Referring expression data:
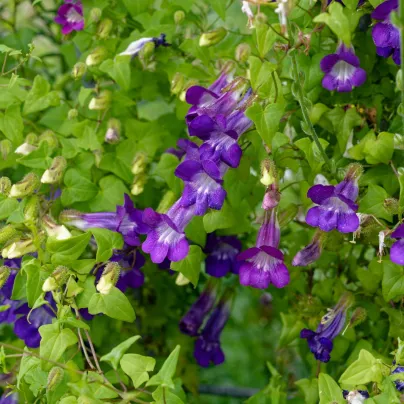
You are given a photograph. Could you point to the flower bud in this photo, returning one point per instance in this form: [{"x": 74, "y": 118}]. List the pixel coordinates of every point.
[
  {"x": 139, "y": 163},
  {"x": 101, "y": 102},
  {"x": 109, "y": 278},
  {"x": 5, "y": 185},
  {"x": 95, "y": 14},
  {"x": 179, "y": 17},
  {"x": 113, "y": 132},
  {"x": 18, "y": 248},
  {"x": 7, "y": 233},
  {"x": 72, "y": 114},
  {"x": 28, "y": 185},
  {"x": 55, "y": 172},
  {"x": 138, "y": 184},
  {"x": 212, "y": 37},
  {"x": 57, "y": 279},
  {"x": 97, "y": 56},
  {"x": 104, "y": 28},
  {"x": 5, "y": 148},
  {"x": 79, "y": 70},
  {"x": 243, "y": 52},
  {"x": 55, "y": 376}
]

- [TO DO] Write out each record exactly as shown, but not its pictures.

- [WRITTEN SOLUTION]
You are given a photograph. Could you point to the flower bud in this photo, returning one point per instance in this form: [{"x": 74, "y": 118}]. List the pixel coordinates of every point.
[
  {"x": 139, "y": 163},
  {"x": 101, "y": 102},
  {"x": 109, "y": 278},
  {"x": 5, "y": 185},
  {"x": 95, "y": 14},
  {"x": 179, "y": 17},
  {"x": 113, "y": 132},
  {"x": 18, "y": 248},
  {"x": 7, "y": 233},
  {"x": 72, "y": 114},
  {"x": 28, "y": 185},
  {"x": 55, "y": 172},
  {"x": 138, "y": 184},
  {"x": 212, "y": 37},
  {"x": 57, "y": 279},
  {"x": 97, "y": 56},
  {"x": 104, "y": 28},
  {"x": 5, "y": 148},
  {"x": 79, "y": 70},
  {"x": 243, "y": 52},
  {"x": 55, "y": 376}
]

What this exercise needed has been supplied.